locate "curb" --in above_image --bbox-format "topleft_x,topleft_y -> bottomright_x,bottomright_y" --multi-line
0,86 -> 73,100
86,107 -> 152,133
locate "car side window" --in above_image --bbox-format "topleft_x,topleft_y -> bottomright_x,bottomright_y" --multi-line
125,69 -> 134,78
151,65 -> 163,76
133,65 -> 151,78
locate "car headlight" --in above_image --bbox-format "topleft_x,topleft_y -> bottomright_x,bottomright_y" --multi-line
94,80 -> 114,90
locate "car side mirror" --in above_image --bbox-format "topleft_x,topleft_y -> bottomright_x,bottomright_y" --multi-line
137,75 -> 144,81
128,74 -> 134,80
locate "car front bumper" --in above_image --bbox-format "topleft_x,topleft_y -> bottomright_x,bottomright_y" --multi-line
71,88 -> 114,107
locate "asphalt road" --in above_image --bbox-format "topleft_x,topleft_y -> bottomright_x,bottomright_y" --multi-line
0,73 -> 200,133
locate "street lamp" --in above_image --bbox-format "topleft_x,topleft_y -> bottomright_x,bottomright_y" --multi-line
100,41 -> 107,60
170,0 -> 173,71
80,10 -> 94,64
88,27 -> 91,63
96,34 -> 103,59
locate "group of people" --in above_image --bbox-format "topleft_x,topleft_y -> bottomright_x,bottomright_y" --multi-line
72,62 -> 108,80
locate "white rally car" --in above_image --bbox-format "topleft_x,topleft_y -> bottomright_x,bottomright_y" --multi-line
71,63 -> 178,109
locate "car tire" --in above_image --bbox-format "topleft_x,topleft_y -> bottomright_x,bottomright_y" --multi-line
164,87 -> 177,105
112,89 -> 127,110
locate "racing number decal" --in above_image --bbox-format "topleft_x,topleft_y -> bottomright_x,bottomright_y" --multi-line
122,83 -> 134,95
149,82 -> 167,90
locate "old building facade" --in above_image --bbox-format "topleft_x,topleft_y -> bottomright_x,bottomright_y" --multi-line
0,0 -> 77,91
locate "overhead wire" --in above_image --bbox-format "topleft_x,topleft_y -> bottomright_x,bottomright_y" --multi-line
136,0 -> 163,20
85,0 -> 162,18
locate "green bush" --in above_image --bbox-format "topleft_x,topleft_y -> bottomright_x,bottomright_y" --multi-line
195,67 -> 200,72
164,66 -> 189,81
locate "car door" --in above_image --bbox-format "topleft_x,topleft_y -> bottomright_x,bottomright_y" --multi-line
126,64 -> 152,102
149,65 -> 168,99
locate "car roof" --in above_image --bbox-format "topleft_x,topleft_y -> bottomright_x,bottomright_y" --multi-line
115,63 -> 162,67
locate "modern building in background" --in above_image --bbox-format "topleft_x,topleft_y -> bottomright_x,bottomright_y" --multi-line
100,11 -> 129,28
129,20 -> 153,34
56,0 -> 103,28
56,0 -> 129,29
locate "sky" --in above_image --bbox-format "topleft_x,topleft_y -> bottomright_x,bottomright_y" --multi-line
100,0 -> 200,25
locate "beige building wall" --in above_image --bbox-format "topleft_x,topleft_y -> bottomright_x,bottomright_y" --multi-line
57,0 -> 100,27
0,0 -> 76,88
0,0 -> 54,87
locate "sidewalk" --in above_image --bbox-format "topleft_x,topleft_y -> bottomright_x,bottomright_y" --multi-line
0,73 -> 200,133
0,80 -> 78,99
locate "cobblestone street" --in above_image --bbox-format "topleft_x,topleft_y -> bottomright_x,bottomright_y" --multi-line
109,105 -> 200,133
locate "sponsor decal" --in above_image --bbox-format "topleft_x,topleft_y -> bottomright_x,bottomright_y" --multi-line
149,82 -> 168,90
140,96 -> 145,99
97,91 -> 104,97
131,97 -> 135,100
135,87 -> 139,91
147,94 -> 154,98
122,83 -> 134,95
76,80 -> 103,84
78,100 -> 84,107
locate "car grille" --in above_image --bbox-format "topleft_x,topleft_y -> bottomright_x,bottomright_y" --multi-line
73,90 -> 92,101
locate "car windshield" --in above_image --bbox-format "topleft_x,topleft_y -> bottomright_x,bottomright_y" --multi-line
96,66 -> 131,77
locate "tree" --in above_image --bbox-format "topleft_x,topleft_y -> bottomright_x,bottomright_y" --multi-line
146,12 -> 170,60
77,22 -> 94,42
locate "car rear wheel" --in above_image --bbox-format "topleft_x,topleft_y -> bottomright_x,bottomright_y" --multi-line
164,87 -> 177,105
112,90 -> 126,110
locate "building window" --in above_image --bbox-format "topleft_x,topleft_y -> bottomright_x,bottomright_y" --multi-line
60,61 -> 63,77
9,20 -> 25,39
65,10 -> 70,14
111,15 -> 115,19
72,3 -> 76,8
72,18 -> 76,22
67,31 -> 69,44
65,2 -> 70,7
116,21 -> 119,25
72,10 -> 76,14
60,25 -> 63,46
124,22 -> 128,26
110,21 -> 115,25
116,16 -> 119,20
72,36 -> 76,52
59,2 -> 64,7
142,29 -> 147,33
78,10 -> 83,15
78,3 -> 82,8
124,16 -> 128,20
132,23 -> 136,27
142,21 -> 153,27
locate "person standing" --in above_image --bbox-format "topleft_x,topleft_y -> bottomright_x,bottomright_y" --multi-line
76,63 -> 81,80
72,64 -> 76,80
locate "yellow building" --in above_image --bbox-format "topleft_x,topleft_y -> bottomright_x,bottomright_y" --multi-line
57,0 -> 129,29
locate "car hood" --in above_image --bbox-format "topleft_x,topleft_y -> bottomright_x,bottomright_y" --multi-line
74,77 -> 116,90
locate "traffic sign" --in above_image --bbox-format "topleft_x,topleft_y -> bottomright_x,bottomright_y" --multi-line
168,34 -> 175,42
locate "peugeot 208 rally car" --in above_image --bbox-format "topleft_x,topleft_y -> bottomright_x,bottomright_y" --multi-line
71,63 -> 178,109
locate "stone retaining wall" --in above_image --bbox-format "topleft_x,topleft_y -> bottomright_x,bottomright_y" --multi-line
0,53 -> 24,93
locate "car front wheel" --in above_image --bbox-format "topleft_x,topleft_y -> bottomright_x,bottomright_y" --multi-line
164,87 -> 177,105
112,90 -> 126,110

————

**Exercise description**
Convert every line of the data above into a JSON list of strings, with one string per line and no blank lines.

**Exercise response**
[
  "locate \"curb\" --in above_image --bbox-format \"topleft_x,topleft_y -> bottomright_x,bottomright_y\" --multi-line",
  "0,86 -> 73,100",
  "86,107 -> 152,133",
  "locate \"car side window\" --in above_image --bbox-format \"topleft_x,topleft_y -> bottomright_x,bottomright_y\" --multi-line",
  "125,69 -> 134,78",
  "151,65 -> 163,76",
  "133,65 -> 151,78",
  "locate \"car headlight\" --in above_image --bbox-format \"topleft_x,topleft_y -> bottomright_x,bottomright_y\" --multi-line",
  "94,80 -> 114,90",
  "locate \"car side mirror\" --in above_image --bbox-format \"topleft_x,topleft_y -> bottomright_x,bottomright_y\" --multi-line",
  "137,75 -> 144,81",
  "128,74 -> 134,80",
  "locate \"car front bumper\" --in above_image --bbox-format \"topleft_x,topleft_y -> bottomright_x,bottomright_y\" --multi-line",
  "71,88 -> 114,107",
  "locate \"asphalt road\" --in above_image --bbox-format \"topleft_x,topleft_y -> bottomright_x,bottomright_y\" --multi-line",
  "0,73 -> 200,133",
  "locate \"street lamp\" --in above_image --bbox-format \"topleft_x,topleft_y -> bottomright_x,bottomright_y\" --multi-line",
  "100,41 -> 107,60",
  "170,0 -> 173,71",
  "80,10 -> 94,64",
  "88,27 -> 91,63",
  "96,34 -> 103,59",
  "locate \"group of people\" --in above_image --bbox-format \"topleft_x,topleft_y -> bottomright_x,bottomright_y\" --multi-line",
  "72,62 -> 108,80",
  "locate \"white rally car\" --in above_image --bbox-format \"topleft_x,topleft_y -> bottomright_x,bottomright_y\" --multi-line",
  "71,63 -> 178,109",
  "locate \"car tire\" --in above_image --bbox-format \"topleft_x,topleft_y -> bottomright_x,bottomright_y\" --multi-line",
  "164,87 -> 177,105",
  "112,89 -> 127,110",
  "locate \"racing number decal\" --in above_image --bbox-format \"topleft_x,topleft_y -> bottomright_x,bottomright_y\" --multi-line",
  "122,83 -> 134,95",
  "149,82 -> 167,90",
  "locate \"old building facade\" --in above_image --bbox-format \"topleft_x,topleft_y -> bottomright_x,bottomright_y\" --multi-line",
  "0,0 -> 77,91",
  "locate \"overhead wire\" --in above_image --bbox-format \"topleft_x,topleft_y -> bottomright_x,bottomright_y\" --multi-line",
  "136,0 -> 163,20",
  "85,0 -> 162,18",
  "locate \"green bush\" --in above_image --bbox-format \"topleft_x,topleft_y -> bottomright_x,bottomright_y\" --multi-line",
  "195,67 -> 200,72",
  "164,66 -> 189,81",
  "locate \"car door\" --in above_image --bbox-format \"topleft_x,topleft_y -> bottomright_x,bottomright_y\" --multi-line",
  "126,64 -> 152,102",
  "149,65 -> 168,99",
  "locate \"car roof\" --in above_image --bbox-format \"topleft_x,topleft_y -> bottomright_x,bottomright_y\" --multi-line",
  "115,63 -> 162,67",
  "locate \"modern building in background\" --in above_image --bbox-format \"topleft_x,topleft_y -> bottomright_x,bottomright_y\" --multi-line",
  "100,11 -> 129,28",
  "129,20 -> 153,34",
  "56,0 -> 103,28",
  "56,0 -> 129,29",
  "locate \"sky\" --in above_image --bbox-format \"topleft_x,topleft_y -> bottomright_x,bottomright_y\" --multi-line",
  "100,0 -> 200,25",
  "locate \"beige building wall\" --in above_image --bbox-format \"topleft_x,topleft_y -> bottomright_x,bottomright_y\" --multi-line",
  "57,0 -> 100,27",
  "0,0 -> 76,88",
  "0,0 -> 54,87",
  "locate \"sidewalk\" --in above_image --bbox-format \"topleft_x,topleft_y -> bottomright_x,bottomright_y\" --multi-line",
  "0,73 -> 200,133",
  "0,80 -> 78,99",
  "locate \"cobblestone street\" --in above_image --bbox-format \"topleft_x,topleft_y -> bottomright_x,bottomright_y\" --multi-line",
  "109,105 -> 200,133",
  "locate \"sponsor decal\" --in above_image --bbox-format \"topleft_x,topleft_y -> bottomright_x,bottomright_y\" --multi-line",
  "149,82 -> 168,90",
  "140,96 -> 145,99",
  "97,91 -> 104,97",
  "131,97 -> 135,100",
  "135,87 -> 139,91",
  "147,94 -> 154,98",
  "122,83 -> 134,95",
  "76,80 -> 103,84",
  "78,100 -> 84,107",
  "locate \"car grille\" --in above_image --bbox-format \"topleft_x,topleft_y -> bottomright_x,bottomright_y\" --multi-line",
  "73,90 -> 92,101",
  "locate \"car windshield\" --in above_image --bbox-format \"topleft_x,topleft_y -> bottomright_x,bottomright_y\" --multi-line",
  "96,66 -> 131,77",
  "locate \"tree\" --in above_image --bbox-format \"topleft_x,topleft_y -> bottomright_x,bottomright_y\" --multi-line",
  "146,12 -> 170,60",
  "77,22 -> 94,42",
  "locate \"car rear wheel\" --in above_image --bbox-format \"topleft_x,topleft_y -> bottomright_x,bottomright_y\" --multi-line",
  "164,87 -> 177,105",
  "112,90 -> 126,110",
  "locate \"building window\" --in above_image --bbox-format \"topleft_x,topleft_y -> bottomright_x,bottomright_y\" --multi-line",
  "60,61 -> 63,77",
  "9,20 -> 25,39",
  "65,10 -> 70,14",
  "111,15 -> 115,19",
  "72,3 -> 76,8",
  "72,18 -> 76,22",
  "67,31 -> 69,44",
  "65,2 -> 70,7",
  "116,21 -> 119,25",
  "72,10 -> 76,14",
  "60,25 -> 63,46",
  "124,22 -> 128,26",
  "110,21 -> 115,25",
  "116,16 -> 119,20",
  "72,36 -> 76,52",
  "59,2 -> 64,7",
  "142,29 -> 147,33",
  "78,10 -> 83,15",
  "78,3 -> 82,8",
  "124,16 -> 128,20",
  "132,23 -> 136,27",
  "142,21 -> 153,27",
  "locate \"person standing\" --in above_image --bbox-format \"topleft_x,topleft_y -> bottomright_x,bottomright_y\" --multi-line",
  "76,63 -> 81,80",
  "72,64 -> 76,80",
  "locate \"yellow building\" --in above_image --bbox-format \"topleft_x,topleft_y -> bottomright_x,bottomright_y\" --multi-line",
  "57,0 -> 129,29",
  "locate \"car hood\" --in above_image --bbox-format \"topleft_x,topleft_y -> bottomright_x,bottomright_y\" --multi-line",
  "74,77 -> 116,90",
  "locate \"traffic sign\" --in above_image --bbox-format \"topleft_x,topleft_y -> bottomright_x,bottomright_y\" --multi-line",
  "168,34 -> 175,42",
  "locate \"peugeot 208 rally car\" --in above_image --bbox-format \"topleft_x,topleft_y -> bottomright_x,bottomright_y\" --multi-line",
  "71,63 -> 178,109",
  "locate \"stone retaining wall\" --in above_image --bbox-format \"topleft_x,topleft_y -> bottomright_x,bottomright_y\" --multi-line",
  "0,53 -> 24,93",
  "locate \"car front wheel\" --in above_image --bbox-format \"topleft_x,topleft_y -> bottomright_x,bottomright_y\" --multi-line",
  "164,87 -> 177,105",
  "112,90 -> 126,110"
]